▶ [Exercise brief]:
Copy every line of the material below, keeping all the text as it is, but shift each bounding-box coordinate in the answers up by 127.

▶ [The data]:
════════

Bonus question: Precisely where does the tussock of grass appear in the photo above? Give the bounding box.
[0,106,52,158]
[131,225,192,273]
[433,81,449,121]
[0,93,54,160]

════════

▶ [Task result]:
Bonus question: Precisely where does the tussock of grass appear in the photo above? Give the bounding box.
[127,233,179,285]
[258,352,319,400]
[560,208,576,248]
[127,220,181,287]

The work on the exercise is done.